= Your goal =
Copy out, word for word and nothing else, the stretch of lines below that opens with the line containing "Please annotate the white" and closes with the line containing "Query: white daisy", with both of those lines included.

= Material =
..........

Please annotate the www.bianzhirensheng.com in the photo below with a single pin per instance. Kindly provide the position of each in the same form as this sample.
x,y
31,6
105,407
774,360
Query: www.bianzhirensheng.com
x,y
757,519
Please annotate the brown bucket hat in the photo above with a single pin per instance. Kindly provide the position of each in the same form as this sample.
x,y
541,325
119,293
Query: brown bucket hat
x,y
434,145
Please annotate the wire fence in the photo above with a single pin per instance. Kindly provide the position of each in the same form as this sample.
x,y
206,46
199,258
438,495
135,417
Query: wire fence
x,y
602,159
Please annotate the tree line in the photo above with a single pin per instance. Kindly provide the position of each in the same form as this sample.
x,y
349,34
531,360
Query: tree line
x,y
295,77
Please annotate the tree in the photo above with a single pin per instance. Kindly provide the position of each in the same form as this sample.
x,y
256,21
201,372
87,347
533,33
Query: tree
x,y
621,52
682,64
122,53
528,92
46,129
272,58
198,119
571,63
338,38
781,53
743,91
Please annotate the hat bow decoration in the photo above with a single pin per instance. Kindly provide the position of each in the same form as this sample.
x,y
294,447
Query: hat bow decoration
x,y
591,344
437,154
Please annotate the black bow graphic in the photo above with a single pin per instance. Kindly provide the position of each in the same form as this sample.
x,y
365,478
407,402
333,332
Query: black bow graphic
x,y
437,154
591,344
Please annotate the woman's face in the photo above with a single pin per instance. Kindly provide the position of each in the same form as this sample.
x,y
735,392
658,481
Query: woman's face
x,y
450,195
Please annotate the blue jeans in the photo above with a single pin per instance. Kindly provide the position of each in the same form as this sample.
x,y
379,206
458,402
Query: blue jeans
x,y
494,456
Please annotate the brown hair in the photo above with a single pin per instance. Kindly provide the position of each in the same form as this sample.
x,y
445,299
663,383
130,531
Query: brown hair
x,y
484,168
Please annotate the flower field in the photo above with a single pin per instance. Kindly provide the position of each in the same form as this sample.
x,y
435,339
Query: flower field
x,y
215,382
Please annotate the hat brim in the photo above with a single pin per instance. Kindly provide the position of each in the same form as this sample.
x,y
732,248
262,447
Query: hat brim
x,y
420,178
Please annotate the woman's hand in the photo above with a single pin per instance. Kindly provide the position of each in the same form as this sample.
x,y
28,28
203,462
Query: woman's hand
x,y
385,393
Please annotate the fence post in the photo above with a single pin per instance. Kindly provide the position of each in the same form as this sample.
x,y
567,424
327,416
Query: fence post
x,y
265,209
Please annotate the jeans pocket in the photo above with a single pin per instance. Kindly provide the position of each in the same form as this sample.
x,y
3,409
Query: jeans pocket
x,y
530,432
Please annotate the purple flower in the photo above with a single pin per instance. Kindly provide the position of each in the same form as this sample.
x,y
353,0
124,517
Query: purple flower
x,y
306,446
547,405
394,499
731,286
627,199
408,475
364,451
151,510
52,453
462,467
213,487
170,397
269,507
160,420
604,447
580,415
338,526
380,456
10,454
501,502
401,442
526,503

..........

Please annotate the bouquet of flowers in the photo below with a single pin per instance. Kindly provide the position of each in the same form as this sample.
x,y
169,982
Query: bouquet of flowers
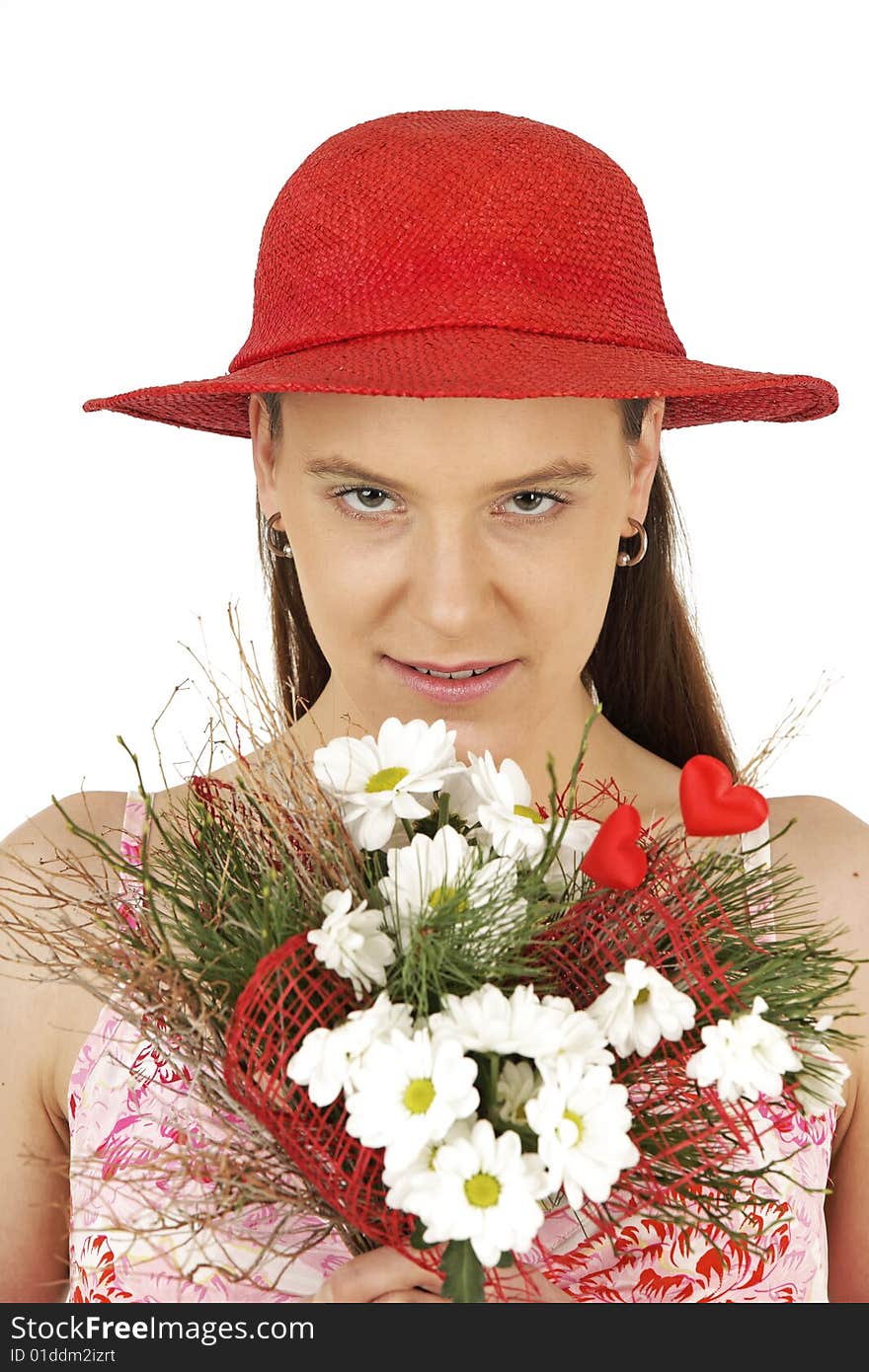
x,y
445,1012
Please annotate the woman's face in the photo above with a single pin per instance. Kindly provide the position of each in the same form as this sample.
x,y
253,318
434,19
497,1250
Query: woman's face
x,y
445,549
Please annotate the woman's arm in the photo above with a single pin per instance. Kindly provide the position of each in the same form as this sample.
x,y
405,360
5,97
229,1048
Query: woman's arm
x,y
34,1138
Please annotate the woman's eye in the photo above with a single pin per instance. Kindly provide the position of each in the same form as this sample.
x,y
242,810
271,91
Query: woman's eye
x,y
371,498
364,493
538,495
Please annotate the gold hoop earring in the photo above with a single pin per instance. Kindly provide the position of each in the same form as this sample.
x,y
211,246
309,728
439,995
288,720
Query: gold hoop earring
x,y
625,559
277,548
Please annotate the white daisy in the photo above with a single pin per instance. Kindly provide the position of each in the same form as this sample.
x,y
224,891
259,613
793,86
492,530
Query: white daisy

..........

= Task solution =
Please annotate the white daisy in the photo above with a single pin per instance. Kindly provide the position of each in the same form as this sample.
x,y
224,891
259,613
793,86
492,530
Query: white daisy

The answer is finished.